# [The exercise]
Copy out the material below word for word, keeping every line as it appears.

# [Task data]
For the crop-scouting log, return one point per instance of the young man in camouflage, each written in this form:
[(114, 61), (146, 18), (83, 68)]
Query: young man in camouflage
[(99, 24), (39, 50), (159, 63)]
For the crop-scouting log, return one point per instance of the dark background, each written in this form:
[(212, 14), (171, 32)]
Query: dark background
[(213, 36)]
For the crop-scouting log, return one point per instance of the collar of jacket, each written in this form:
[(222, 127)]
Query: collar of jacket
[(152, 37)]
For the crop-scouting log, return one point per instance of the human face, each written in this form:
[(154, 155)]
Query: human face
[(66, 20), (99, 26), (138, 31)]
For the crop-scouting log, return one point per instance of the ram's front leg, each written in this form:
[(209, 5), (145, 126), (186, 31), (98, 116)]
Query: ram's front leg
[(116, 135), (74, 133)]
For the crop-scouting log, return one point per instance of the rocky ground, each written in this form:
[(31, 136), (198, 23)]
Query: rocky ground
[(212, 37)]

# [Output for this task]
For the crop-scouting log, return one point per instance of the young man in camouflage, each written in this form:
[(114, 61), (146, 18), (83, 68)]
Query: young man in camouflage
[(99, 24), (39, 50), (159, 63)]
For the crop-scouting log, return one point per instance of the dark background, each written in this form:
[(212, 14), (171, 32)]
Query: dark background
[(213, 36)]
For the crop-scouting log, return one point per instance of the collar of jacket, each written in this form:
[(222, 127)]
Query: collar of jacket
[(152, 37)]
For the crop-scouting log, return one point per instance of the human face, each written in this form:
[(154, 155)]
Query: human face
[(66, 20), (99, 26), (138, 31)]
For the crop-scouting log, return one point per instance of the ram's front leg, each written in this form:
[(209, 5), (145, 126), (186, 31), (98, 116)]
Query: ram's front leg
[(116, 135), (74, 133)]
For the crop-scouting log, return one point per instance of the rocky ground, each written in this form:
[(31, 136), (198, 23)]
Query: rocky ground
[(212, 37)]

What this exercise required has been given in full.